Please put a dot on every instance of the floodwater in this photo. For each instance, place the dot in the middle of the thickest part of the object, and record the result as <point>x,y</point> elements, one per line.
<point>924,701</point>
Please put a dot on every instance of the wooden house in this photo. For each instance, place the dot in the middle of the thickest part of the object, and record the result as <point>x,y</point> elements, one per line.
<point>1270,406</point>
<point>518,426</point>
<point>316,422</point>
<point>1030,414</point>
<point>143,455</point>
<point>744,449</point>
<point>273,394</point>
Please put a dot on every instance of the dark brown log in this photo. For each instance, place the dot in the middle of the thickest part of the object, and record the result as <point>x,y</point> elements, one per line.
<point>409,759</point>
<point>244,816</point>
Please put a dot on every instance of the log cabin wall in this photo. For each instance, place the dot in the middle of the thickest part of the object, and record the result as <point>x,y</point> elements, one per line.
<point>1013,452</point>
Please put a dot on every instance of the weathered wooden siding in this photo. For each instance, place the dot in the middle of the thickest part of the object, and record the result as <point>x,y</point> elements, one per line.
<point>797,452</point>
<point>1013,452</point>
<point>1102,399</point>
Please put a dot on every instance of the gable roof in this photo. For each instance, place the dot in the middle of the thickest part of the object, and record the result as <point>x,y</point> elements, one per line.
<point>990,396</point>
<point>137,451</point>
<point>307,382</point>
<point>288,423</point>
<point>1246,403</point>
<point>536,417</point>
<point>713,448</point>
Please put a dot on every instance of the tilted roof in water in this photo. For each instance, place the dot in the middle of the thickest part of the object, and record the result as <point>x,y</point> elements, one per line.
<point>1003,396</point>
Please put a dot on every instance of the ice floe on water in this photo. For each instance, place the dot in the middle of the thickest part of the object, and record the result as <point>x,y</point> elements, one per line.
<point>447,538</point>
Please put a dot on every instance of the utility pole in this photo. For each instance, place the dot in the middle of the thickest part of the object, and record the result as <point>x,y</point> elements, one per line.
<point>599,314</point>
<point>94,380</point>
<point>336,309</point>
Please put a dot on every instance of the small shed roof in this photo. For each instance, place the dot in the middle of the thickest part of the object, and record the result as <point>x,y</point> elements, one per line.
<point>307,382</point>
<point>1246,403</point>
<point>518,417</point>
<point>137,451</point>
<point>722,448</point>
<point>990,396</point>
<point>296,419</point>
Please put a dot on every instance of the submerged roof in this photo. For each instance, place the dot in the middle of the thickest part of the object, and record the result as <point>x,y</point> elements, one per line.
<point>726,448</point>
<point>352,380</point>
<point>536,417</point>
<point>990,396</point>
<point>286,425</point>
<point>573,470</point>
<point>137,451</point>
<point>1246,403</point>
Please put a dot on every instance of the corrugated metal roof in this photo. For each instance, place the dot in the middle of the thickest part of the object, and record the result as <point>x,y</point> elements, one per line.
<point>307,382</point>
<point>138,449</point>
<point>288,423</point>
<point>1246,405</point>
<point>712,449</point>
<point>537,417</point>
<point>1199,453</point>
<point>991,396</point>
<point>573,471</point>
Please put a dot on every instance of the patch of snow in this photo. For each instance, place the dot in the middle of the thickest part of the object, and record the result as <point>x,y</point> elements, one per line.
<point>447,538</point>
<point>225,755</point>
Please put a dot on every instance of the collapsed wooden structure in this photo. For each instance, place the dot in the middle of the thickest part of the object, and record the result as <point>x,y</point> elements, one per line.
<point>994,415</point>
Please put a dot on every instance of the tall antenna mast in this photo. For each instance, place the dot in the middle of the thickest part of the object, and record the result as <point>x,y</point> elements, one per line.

━━━━━━━━━━━━━━━━━━━━

**Your objective:**
Reproduce the material above in full, word for word.

**Answer area:**
Please put a dot on every instance of the floodwater in this photo. For each instance, place the dot in the middle of the thickest part of the object, and record the result as <point>x,y</point> elements, one per line.
<point>924,701</point>
Please put a dot on every instance of the wooden house in this photo. For each instance, place the dot in the middle of the thickest part of the object, and record the result as <point>x,y</point> elements, one per line.
<point>1270,406</point>
<point>518,426</point>
<point>316,422</point>
<point>1030,414</point>
<point>143,455</point>
<point>744,449</point>
<point>273,394</point>
Please put a dot on every instance of the dark brown log in this photo. For each instance, place the dot in the middle of the thickest part of the object, and record the result as <point>x,y</point> elements, one per line.
<point>409,759</point>
<point>244,816</point>
Please put a dot on every instance of the log cabin wall in this photo. For each instance, place the dot in the middle of the thickest part of the object, and record the result as <point>x,y</point> elements, one per line.
<point>1013,452</point>
Please put a dot on every instance of the weathered wooden siding in this photo. For each instance, place the dot in the middle of the thickest part of the object, and record the result as <point>x,y</point> elements, one per line.
<point>797,452</point>
<point>1013,452</point>
<point>1102,399</point>
Please put a dot on every instance of the gable roof in this photo. For each instance, place the dot in the middle of the thickest part of the object, and record the result as <point>x,y</point> elements, one per line.
<point>990,396</point>
<point>137,451</point>
<point>307,382</point>
<point>288,423</point>
<point>1246,403</point>
<point>536,417</point>
<point>713,448</point>
Please put a dot on every instance of the tilted roof in water in this photo. For each instance, place the dot in the middle of the thickest part of the object, and record the result as <point>x,y</point> elements, one per line.
<point>1003,396</point>
Please put a dot on every instance of the ice floe on water in this photo. For each instance, place the dot in the middle of the thickest part of the object, and record the result as <point>x,y</point> elements, one per line.
<point>447,538</point>
Please put a dot on every instance of the utility pole in this photo. For each instance, place the dot in the middle of the thickest part of the object, and record the result as <point>x,y</point> elements, one per line.
<point>599,314</point>
<point>94,380</point>
<point>336,309</point>
Please put a dot on every instance of the small shed roof in this photo. For each instance, place the dot in the middle of the thickest part of the object, and record the result as <point>x,y</point> elements, one per line.
<point>307,382</point>
<point>1246,403</point>
<point>518,417</point>
<point>137,451</point>
<point>722,448</point>
<point>990,396</point>
<point>296,419</point>
Please put a dot on every instance of the submerged roof in this photo. For each instance, place the dot in the middle of the thickest part of the object, and record the result as <point>x,y</point> elements, one per line.
<point>726,448</point>
<point>352,380</point>
<point>536,417</point>
<point>990,396</point>
<point>286,425</point>
<point>573,470</point>
<point>137,451</point>
<point>1246,403</point>
Please put a dot on every instance of the corrugated metal roof in this photo. For each instance, place the dot in the middle of the thickest part of the object, and record the result as <point>x,y</point> elements, one per line.
<point>307,382</point>
<point>138,449</point>
<point>288,423</point>
<point>1246,405</point>
<point>712,449</point>
<point>537,417</point>
<point>1199,453</point>
<point>991,396</point>
<point>573,471</point>
Please put a dot on every instance of the patch of snow in this photo. For each instance, place the dot in the middle of the thickest part of the object, and record the result as <point>x,y</point> elements, one per line.
<point>447,538</point>
<point>225,755</point>
Please put a dot on every instance of the collapsed wooden structure in this photo. For each instance, place the dot in the middle of the thickest part of the object, and record the result as <point>x,y</point> elements, one per line.
<point>994,415</point>
Please put a dot on every instance of the tall antenna mast in this photo. For each instance, place the dot in the middle of the thickest part of the object, and record the result as <point>x,y</point> elements, one per line.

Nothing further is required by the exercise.